**EXCERPT TO READ**
Today we traveled to the Purbecks, a hilly and coastal region to the east of Poole.

Because of our hefty dinners, I haven't been having breakfast, although it is my favorite meal. A quick cup of tea in the room, and I was downstairs by meet my colleagues and Shaun Kelly, who had graciously offered to drive us around the Purbecks. It was quickly very clear that Shaun truly enjoys hiking around the Purbecks, so this was a day he was looking forward to as well.

Shaun drove us to Poole Harbour where we would catch the ferry across the entrance of the harbour to reach the Purbecks. The ferry moves by pulling on chains that cross the entrance. It takes about 10 minutes, then we were off to the Purbecks.

Shaun gave us alot of information about the Purbecks, including names of the many different rocks and beaches and paths and a bit of history about the area. I wasn't quick enough to pick up all the specifics--I was just enjoying the scenery. Julie and Tory did a better job of writing down names, so check out their blogs for those.

Our goals were to visit the coast, known as the Jurassic Coast because of the amount fossils easily found there; to step to the edge of Old Harry Rocks (a promient rock formation at the edge of Poole Harbour); to see the schoolhouse in Tyneham Village, sitting exactly (books on desks, etc) as it was when it was evacuated during WWII; the ruins of Corfe Castle; and to visit some local pubs, particularly the Square and Compass.

**SUPPLIED DATA**
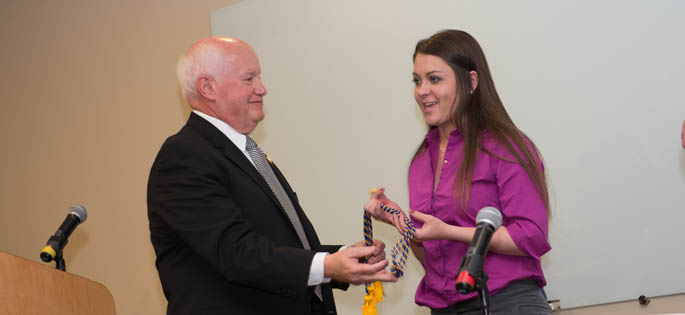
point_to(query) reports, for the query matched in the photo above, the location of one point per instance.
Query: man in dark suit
--
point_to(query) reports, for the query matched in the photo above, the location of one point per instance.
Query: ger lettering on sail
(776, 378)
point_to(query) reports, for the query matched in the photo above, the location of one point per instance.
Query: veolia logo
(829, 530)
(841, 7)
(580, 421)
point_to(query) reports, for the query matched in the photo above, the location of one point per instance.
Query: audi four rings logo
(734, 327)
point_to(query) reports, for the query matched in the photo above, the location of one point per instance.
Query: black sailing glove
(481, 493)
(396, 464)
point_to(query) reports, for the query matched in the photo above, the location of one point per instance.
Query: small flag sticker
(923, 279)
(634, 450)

**TO DO**
- A) Answer these questions using the Purbecks account.
(i) How does the ferry across the harbour entrance move?
(ii) About how long does the ferry crossing take?
(iii) Which local pub does the account single out by name?
- B) Write out the passage in the Purbecks account from "Our goals were" down to "Square and Compass.".

**WRITTEN RESPONSES**
- A)
(i) It moves by pulling on chains that cross the entrance.
(ii) About 10 minutes.
(iii) The Square and Compass.

- B)
Our goals were to visit the coast, known as the Jurassic Coast because of the amount fossils easily found there; to step to the edge of Old Harry Rocks (a promient rock formation at the edge of Poole Harbour); to see the schoolhouse in Tyneham Village, sitting exactly (books on desks, etc) as it was when it was evacuated during WWII; the ruins of Corfe Castle; and to visit some local pubs, particularly the Square and Compass.